▶ THE TASK: Please rename "ring rule" to "fill rule" everywhere in the records below and reproduce every line with nothing else altered.

[Collected data]
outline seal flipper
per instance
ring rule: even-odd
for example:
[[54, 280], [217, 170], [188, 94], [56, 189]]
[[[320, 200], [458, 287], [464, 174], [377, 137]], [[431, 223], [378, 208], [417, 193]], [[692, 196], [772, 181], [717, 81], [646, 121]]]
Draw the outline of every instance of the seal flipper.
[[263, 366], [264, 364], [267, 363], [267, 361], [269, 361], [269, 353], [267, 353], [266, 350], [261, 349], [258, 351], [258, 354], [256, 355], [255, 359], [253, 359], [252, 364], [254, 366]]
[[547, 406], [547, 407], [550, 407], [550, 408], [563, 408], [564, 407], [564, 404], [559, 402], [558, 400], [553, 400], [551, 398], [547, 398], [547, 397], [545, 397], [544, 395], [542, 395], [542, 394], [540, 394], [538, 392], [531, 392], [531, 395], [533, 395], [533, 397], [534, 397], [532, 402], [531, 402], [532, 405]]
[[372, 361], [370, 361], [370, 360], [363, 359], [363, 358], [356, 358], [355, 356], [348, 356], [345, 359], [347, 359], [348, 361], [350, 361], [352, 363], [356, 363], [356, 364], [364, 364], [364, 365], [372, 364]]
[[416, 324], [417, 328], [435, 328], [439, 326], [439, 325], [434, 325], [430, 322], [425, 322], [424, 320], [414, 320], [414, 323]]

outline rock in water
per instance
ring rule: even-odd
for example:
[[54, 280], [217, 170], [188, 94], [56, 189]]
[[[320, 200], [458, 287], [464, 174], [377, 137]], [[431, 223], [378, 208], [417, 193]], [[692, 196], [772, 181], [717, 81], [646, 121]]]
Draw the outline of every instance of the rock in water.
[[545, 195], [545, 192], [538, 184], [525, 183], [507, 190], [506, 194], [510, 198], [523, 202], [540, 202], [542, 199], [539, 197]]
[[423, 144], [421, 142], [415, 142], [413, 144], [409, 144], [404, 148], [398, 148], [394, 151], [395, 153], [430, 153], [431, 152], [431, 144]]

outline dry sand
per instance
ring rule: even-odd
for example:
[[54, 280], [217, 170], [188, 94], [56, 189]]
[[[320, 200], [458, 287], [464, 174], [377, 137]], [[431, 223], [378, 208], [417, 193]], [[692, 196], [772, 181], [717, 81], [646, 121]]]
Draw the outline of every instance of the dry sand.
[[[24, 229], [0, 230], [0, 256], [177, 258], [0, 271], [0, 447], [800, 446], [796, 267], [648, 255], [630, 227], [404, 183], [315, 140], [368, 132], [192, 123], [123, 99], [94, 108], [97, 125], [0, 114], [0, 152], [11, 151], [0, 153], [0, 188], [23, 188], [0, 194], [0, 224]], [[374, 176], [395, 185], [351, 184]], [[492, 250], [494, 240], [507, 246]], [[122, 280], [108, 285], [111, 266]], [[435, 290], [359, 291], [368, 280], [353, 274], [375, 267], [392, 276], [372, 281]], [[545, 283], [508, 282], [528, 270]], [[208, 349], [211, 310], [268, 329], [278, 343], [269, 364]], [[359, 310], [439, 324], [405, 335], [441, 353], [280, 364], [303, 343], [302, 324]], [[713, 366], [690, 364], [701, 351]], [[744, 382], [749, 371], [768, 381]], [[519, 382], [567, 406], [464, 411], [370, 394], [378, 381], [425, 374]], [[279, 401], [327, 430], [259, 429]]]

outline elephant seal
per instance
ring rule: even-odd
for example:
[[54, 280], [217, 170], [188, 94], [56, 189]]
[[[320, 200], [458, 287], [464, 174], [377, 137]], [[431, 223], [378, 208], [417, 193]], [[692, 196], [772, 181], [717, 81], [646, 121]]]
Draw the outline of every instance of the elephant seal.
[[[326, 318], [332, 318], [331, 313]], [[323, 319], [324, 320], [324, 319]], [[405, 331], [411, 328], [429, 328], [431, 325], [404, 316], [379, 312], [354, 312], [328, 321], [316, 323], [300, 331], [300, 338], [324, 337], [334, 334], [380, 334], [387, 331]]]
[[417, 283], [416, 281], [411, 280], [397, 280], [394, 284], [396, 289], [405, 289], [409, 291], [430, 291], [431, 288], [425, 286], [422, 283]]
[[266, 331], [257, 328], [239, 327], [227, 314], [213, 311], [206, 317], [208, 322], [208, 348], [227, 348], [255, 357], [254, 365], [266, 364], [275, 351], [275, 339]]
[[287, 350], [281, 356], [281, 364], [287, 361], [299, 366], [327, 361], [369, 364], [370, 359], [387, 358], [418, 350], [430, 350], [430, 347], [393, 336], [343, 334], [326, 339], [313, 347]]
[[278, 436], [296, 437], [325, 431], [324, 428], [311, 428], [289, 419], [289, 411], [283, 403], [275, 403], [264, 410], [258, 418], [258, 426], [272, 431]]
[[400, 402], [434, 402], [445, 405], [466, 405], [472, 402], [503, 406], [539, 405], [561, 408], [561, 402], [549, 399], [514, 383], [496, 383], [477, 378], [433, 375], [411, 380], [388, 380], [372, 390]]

▶ EXERCISE RESULT:
outline seal flipper
per instance
fill rule: even-odd
for example:
[[54, 280], [217, 170], [188, 94], [56, 189]]
[[[320, 200], [458, 287], [464, 174], [377, 137]], [[431, 223], [378, 208], [417, 193]], [[692, 196], [772, 181], [717, 81], [646, 121]]]
Draw the outline of every instance of the seal flipper.
[[263, 366], [264, 364], [267, 363], [267, 361], [269, 361], [269, 353], [267, 353], [266, 350], [261, 349], [258, 351], [258, 354], [256, 355], [255, 359], [253, 359], [252, 364], [254, 366]]
[[547, 406], [547, 407], [550, 407], [550, 408], [563, 408], [564, 407], [564, 404], [559, 402], [558, 400], [553, 400], [551, 398], [547, 398], [547, 397], [545, 397], [544, 395], [542, 395], [542, 394], [540, 394], [538, 392], [531, 392], [531, 395], [533, 395], [533, 397], [534, 397], [532, 402], [531, 402], [532, 405]]
[[372, 361], [370, 361], [370, 360], [363, 359], [363, 358], [356, 358], [355, 356], [348, 356], [345, 359], [347, 359], [348, 361], [350, 361], [352, 363], [356, 363], [356, 364], [364, 364], [364, 365], [372, 364]]
[[416, 324], [417, 328], [435, 328], [439, 326], [439, 325], [434, 325], [430, 322], [425, 322], [424, 320], [414, 320], [414, 323]]

outline rock in water
per instance
fill rule: even-odd
for example:
[[54, 280], [217, 170], [188, 94], [56, 189]]
[[[320, 200], [458, 287], [464, 174], [377, 137]], [[431, 223], [378, 208], [417, 193]], [[692, 196], [772, 181], [717, 81], [646, 121]]]
Draw the outline of every instance of the rock in water.
[[545, 195], [545, 192], [538, 184], [525, 183], [507, 190], [506, 194], [510, 198], [523, 202], [540, 202], [542, 199], [539, 197]]
[[423, 144], [421, 142], [415, 142], [413, 144], [409, 144], [404, 148], [398, 148], [394, 151], [395, 153], [430, 153], [431, 152], [431, 144]]

outline dry sand
per instance
fill rule: even-odd
for example:
[[54, 280], [217, 170], [188, 94], [56, 189]]
[[[320, 200], [458, 287], [464, 174], [377, 137]], [[431, 223], [378, 208], [417, 193]], [[692, 196], [772, 181], [717, 81], [646, 121]]]
Draw the outline of every instance of the dry sand.
[[[24, 229], [0, 230], [0, 256], [177, 258], [0, 271], [0, 447], [800, 446], [796, 267], [648, 255], [630, 227], [404, 183], [315, 140], [368, 132], [192, 123], [123, 99], [94, 108], [97, 125], [0, 114], [0, 152], [11, 151], [0, 153], [0, 188], [23, 188], [0, 194], [0, 224]], [[374, 176], [395, 185], [351, 184]], [[492, 250], [494, 240], [507, 246]], [[122, 280], [108, 285], [111, 266]], [[435, 290], [359, 291], [368, 280], [353, 274], [375, 267], [392, 276], [372, 281]], [[545, 283], [508, 282], [528, 270]], [[208, 349], [211, 310], [268, 329], [278, 343], [269, 364]], [[359, 310], [439, 324], [405, 335], [441, 353], [280, 364], [303, 343], [302, 324]], [[713, 366], [690, 364], [701, 351]], [[744, 382], [749, 371], [768, 381]], [[519, 382], [567, 406], [464, 411], [370, 394], [378, 381], [425, 374]], [[279, 401], [327, 430], [259, 429]]]

outline elephant seal
per instance
fill rule: even-odd
for example:
[[54, 280], [217, 170], [188, 94], [56, 189]]
[[[320, 200], [458, 287], [464, 174], [377, 137]], [[431, 223], [378, 208], [417, 193]], [[692, 196], [772, 181], [717, 81], [646, 121]]]
Draw the outline of every instance of the elephant seal.
[[[326, 318], [332, 318], [331, 313]], [[323, 319], [324, 320], [324, 319]], [[405, 331], [411, 328], [429, 328], [431, 325], [404, 316], [379, 312], [354, 312], [328, 321], [316, 323], [300, 331], [300, 338], [324, 337], [334, 334], [380, 334], [387, 331]]]
[[417, 283], [416, 281], [411, 280], [397, 280], [394, 284], [396, 289], [405, 289], [409, 291], [430, 291], [431, 288], [425, 286], [422, 283]]
[[266, 331], [257, 328], [239, 327], [227, 314], [213, 311], [206, 317], [208, 322], [208, 348], [227, 348], [255, 357], [254, 365], [266, 364], [275, 351], [275, 339]]
[[287, 350], [281, 356], [281, 364], [287, 361], [299, 366], [327, 361], [369, 364], [370, 359], [387, 358], [418, 350], [430, 350], [430, 347], [393, 336], [343, 334], [326, 339], [313, 347]]
[[278, 436], [296, 437], [325, 431], [324, 428], [311, 428], [289, 419], [289, 411], [283, 403], [275, 403], [264, 410], [258, 418], [258, 426], [272, 431]]
[[400, 402], [434, 402], [445, 405], [466, 405], [472, 402], [503, 406], [539, 405], [561, 408], [561, 402], [549, 399], [514, 383], [496, 383], [477, 378], [433, 375], [411, 380], [388, 380], [372, 390]]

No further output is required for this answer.